### Records from a collection
⟨

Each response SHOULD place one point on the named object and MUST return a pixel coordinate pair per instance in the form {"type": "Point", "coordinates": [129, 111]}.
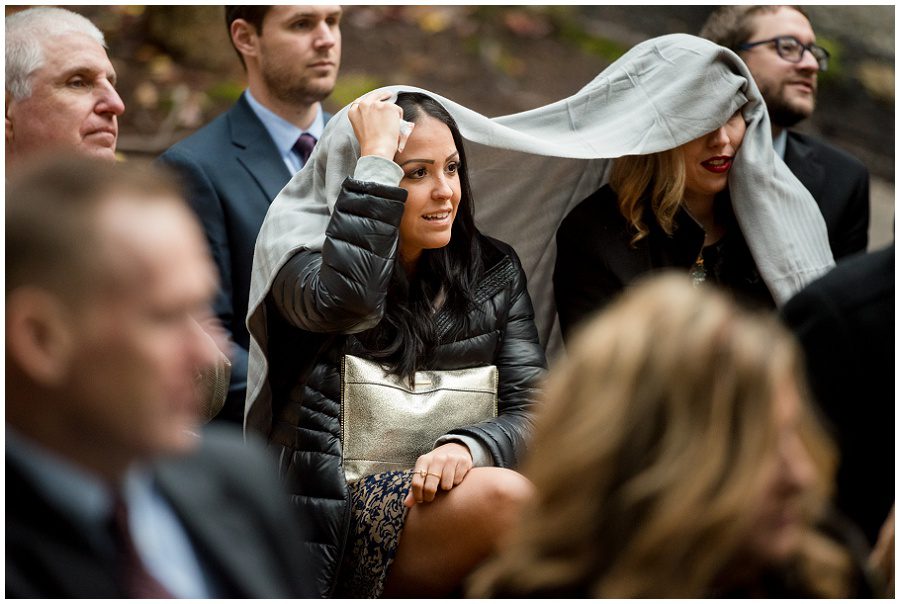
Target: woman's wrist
{"type": "Point", "coordinates": [377, 169]}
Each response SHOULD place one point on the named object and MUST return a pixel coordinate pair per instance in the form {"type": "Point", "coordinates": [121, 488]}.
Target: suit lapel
{"type": "Point", "coordinates": [223, 536]}
{"type": "Point", "coordinates": [804, 163]}
{"type": "Point", "coordinates": [47, 555]}
{"type": "Point", "coordinates": [255, 150]}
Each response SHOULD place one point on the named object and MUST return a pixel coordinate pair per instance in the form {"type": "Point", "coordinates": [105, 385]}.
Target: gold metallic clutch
{"type": "Point", "coordinates": [386, 424]}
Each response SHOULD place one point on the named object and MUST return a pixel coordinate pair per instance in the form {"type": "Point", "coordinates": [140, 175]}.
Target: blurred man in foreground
{"type": "Point", "coordinates": [111, 490]}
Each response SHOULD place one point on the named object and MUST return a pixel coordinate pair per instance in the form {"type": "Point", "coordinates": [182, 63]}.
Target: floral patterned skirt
{"type": "Point", "coordinates": [377, 518]}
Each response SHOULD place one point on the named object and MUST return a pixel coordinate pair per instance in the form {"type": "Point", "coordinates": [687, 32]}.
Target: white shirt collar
{"type": "Point", "coordinates": [780, 143]}
{"type": "Point", "coordinates": [284, 134]}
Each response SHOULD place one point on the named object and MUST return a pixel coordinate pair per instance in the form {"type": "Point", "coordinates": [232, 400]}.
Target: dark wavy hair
{"type": "Point", "coordinates": [444, 277]}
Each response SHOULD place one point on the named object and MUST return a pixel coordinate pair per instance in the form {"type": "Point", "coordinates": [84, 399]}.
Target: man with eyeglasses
{"type": "Point", "coordinates": [778, 44]}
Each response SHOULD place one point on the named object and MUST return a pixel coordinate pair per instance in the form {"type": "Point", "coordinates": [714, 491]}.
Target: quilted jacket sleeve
{"type": "Point", "coordinates": [521, 362]}
{"type": "Point", "coordinates": [343, 287]}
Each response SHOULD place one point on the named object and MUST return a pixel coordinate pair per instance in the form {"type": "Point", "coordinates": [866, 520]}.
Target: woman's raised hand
{"type": "Point", "coordinates": [444, 467]}
{"type": "Point", "coordinates": [376, 122]}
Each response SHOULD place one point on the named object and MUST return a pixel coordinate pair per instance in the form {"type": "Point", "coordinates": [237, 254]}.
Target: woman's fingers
{"type": "Point", "coordinates": [376, 122]}
{"type": "Point", "coordinates": [405, 131]}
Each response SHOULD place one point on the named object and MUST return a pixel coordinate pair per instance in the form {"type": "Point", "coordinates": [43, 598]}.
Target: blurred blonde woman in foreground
{"type": "Point", "coordinates": [676, 455]}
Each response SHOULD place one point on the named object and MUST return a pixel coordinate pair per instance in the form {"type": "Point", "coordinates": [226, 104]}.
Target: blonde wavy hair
{"type": "Point", "coordinates": [657, 177]}
{"type": "Point", "coordinates": [649, 452]}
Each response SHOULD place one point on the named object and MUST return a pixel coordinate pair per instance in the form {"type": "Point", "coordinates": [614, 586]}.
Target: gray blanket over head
{"type": "Point", "coordinates": [528, 170]}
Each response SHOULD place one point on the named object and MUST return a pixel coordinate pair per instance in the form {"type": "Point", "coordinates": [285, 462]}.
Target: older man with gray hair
{"type": "Point", "coordinates": [61, 97]}
{"type": "Point", "coordinates": [60, 86]}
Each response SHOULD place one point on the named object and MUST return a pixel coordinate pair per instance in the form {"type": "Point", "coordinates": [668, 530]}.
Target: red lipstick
{"type": "Point", "coordinates": [719, 164]}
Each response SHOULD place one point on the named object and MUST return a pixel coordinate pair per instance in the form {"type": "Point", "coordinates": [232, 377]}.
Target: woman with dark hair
{"type": "Point", "coordinates": [403, 280]}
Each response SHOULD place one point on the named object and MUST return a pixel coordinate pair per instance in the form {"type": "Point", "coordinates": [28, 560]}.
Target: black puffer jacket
{"type": "Point", "coordinates": [319, 298]}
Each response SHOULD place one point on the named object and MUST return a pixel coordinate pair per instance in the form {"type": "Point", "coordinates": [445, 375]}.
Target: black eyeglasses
{"type": "Point", "coordinates": [791, 49]}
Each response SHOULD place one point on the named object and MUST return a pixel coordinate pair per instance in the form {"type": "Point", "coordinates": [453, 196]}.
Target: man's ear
{"type": "Point", "coordinates": [9, 128]}
{"type": "Point", "coordinates": [245, 38]}
{"type": "Point", "coordinates": [39, 335]}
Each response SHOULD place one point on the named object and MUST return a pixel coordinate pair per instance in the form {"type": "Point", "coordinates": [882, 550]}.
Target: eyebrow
{"type": "Point", "coordinates": [429, 161]}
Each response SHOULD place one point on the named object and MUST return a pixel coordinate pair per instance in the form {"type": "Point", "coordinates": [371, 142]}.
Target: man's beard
{"type": "Point", "coordinates": [303, 92]}
{"type": "Point", "coordinates": [782, 113]}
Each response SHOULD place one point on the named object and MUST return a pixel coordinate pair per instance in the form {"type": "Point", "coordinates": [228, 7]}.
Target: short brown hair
{"type": "Point", "coordinates": [731, 26]}
{"type": "Point", "coordinates": [654, 181]}
{"type": "Point", "coordinates": [52, 208]}
{"type": "Point", "coordinates": [254, 15]}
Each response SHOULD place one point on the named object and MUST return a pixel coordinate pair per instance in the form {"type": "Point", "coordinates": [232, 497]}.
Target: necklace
{"type": "Point", "coordinates": [698, 271]}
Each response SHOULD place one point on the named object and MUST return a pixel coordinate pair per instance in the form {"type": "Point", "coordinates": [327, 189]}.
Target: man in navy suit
{"type": "Point", "coordinates": [779, 46]}
{"type": "Point", "coordinates": [114, 490]}
{"type": "Point", "coordinates": [236, 165]}
{"type": "Point", "coordinates": [845, 323]}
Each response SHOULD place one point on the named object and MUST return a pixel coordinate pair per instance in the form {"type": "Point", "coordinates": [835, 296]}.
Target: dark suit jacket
{"type": "Point", "coordinates": [845, 322]}
{"type": "Point", "coordinates": [232, 171]}
{"type": "Point", "coordinates": [237, 516]}
{"type": "Point", "coordinates": [840, 185]}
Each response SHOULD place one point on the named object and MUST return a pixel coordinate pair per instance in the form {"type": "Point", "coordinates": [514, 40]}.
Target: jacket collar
{"type": "Point", "coordinates": [803, 161]}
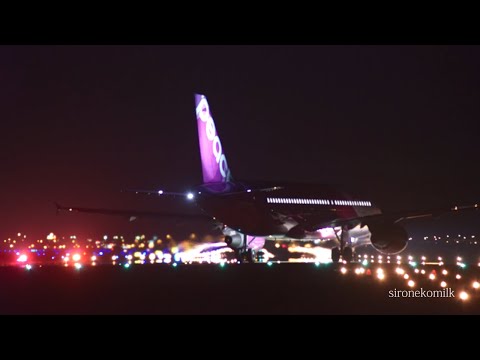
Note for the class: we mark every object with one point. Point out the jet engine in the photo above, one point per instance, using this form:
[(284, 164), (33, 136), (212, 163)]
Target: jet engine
[(388, 238)]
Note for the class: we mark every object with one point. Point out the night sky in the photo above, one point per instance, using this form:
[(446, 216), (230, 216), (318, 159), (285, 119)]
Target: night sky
[(397, 125)]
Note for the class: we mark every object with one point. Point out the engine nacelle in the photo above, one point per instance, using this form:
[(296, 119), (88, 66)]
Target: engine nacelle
[(388, 238), (234, 241)]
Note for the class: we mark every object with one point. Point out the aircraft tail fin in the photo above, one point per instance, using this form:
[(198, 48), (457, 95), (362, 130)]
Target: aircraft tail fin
[(214, 163)]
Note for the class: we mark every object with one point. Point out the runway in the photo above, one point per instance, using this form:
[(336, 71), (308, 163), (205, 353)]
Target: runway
[(292, 288)]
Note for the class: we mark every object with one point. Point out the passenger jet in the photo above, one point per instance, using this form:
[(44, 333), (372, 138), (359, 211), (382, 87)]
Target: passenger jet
[(252, 212)]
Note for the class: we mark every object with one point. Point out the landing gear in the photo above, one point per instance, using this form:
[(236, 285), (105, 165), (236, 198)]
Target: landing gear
[(344, 250), (347, 254), (244, 254), (335, 254)]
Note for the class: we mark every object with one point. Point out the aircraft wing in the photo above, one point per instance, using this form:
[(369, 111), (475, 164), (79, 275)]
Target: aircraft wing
[(133, 214)]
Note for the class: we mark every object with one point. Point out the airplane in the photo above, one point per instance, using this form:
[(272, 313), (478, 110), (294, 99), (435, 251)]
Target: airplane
[(252, 212)]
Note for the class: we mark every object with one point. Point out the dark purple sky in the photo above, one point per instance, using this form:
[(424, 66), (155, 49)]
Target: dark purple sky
[(398, 124)]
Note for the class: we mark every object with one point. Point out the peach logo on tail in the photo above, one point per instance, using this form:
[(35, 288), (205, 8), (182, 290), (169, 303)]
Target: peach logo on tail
[(203, 113)]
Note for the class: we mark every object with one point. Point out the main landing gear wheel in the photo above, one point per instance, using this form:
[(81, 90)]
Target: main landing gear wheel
[(348, 254), (335, 254)]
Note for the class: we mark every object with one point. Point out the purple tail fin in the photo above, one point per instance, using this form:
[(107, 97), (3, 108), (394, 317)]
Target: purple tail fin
[(214, 163)]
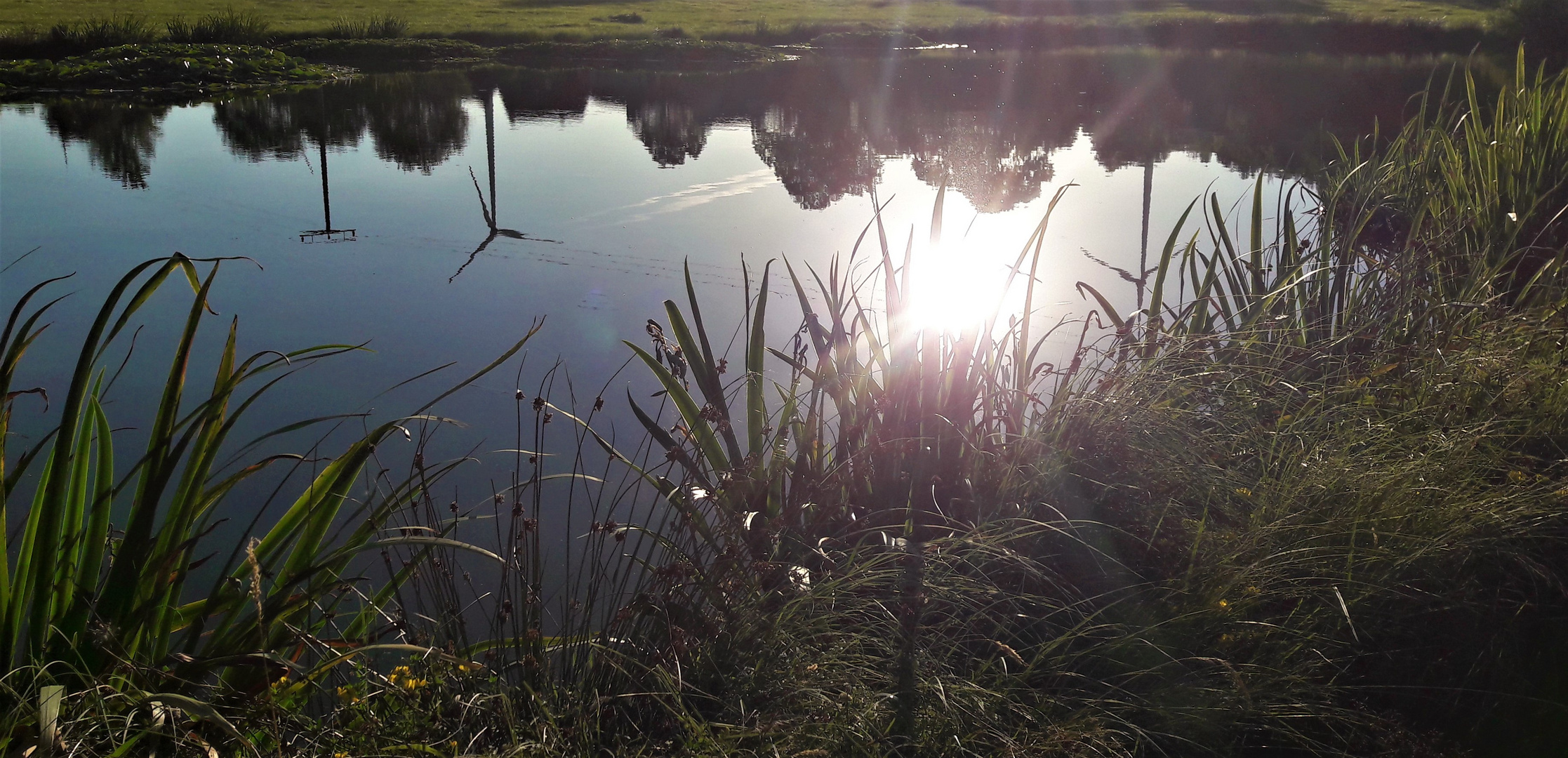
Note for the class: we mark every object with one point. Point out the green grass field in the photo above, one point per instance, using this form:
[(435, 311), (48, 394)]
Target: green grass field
[(709, 18)]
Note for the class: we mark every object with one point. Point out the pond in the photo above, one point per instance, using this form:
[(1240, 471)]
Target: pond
[(438, 215)]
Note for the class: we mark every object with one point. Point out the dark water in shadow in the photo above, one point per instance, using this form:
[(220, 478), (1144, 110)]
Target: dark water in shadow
[(437, 215)]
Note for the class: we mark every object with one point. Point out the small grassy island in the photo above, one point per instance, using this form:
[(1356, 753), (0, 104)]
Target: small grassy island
[(165, 67)]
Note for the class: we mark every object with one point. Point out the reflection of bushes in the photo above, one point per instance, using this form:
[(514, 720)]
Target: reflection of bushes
[(119, 137)]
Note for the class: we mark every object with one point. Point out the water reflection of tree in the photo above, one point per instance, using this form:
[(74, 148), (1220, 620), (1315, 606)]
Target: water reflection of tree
[(985, 126), (418, 121), (119, 135)]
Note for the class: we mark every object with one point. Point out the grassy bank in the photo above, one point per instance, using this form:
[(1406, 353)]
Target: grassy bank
[(725, 16), (1308, 500), (164, 67), (30, 30)]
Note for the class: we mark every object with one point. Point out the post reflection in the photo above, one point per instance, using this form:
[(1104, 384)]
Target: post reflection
[(983, 126)]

⟩

### DIRECTIONS FOR THIS TASK
Only the lines from the one containing "out the green" through the final line of the records above should be printed, exactly as they stand.

### YOUR SOLUTION
Note for the class: we mark every object with one point. Point out the green grass field in the photo above, one point per instance, using this form:
[(435, 311), (48, 394)]
Target: green grass field
[(709, 18)]
Note for the class: we mark every object with one point. Point out the pond in the photo above, one point per instance, using this form:
[(1240, 471)]
Target: pond
[(438, 215)]
Note for the class: we mark every object with one point. Point out the dark water in shadow in the photo above, one point per instance, using this form:
[(220, 478), (1144, 110)]
Target: dark water in shadow
[(437, 215)]
Note for the class: we mark every object with one point. Point out the small grassy island in the photo above, one point per instance, using this form:
[(1356, 753), (0, 104)]
Target: small grassy island
[(165, 67)]
Note for the class: we mark every object with one point. Point out the reflection of bushes in the photo above, one point per instance, using this form:
[(514, 720)]
Target: reflection of bushes
[(119, 137)]
Note for the class: we mark every object with one point. Point out the water reflection of tree in the photo above, one point per instance, using this form:
[(74, 148), (1220, 620), (1315, 606)]
Target: water reflection of tree
[(985, 126), (418, 121), (119, 135)]
Note for the class: we mark every object with one point. Point out the grassy bank in the photo above, one point per instance, using this form:
[(1406, 353)]
Target: grassy bank
[(725, 16), (1308, 500), (164, 67), (30, 30)]
Note for the class: we mark every object with one point. Point out the post reflection in the photo above, one point per instance, using this form:
[(1104, 384)]
Target: post reflection
[(983, 126)]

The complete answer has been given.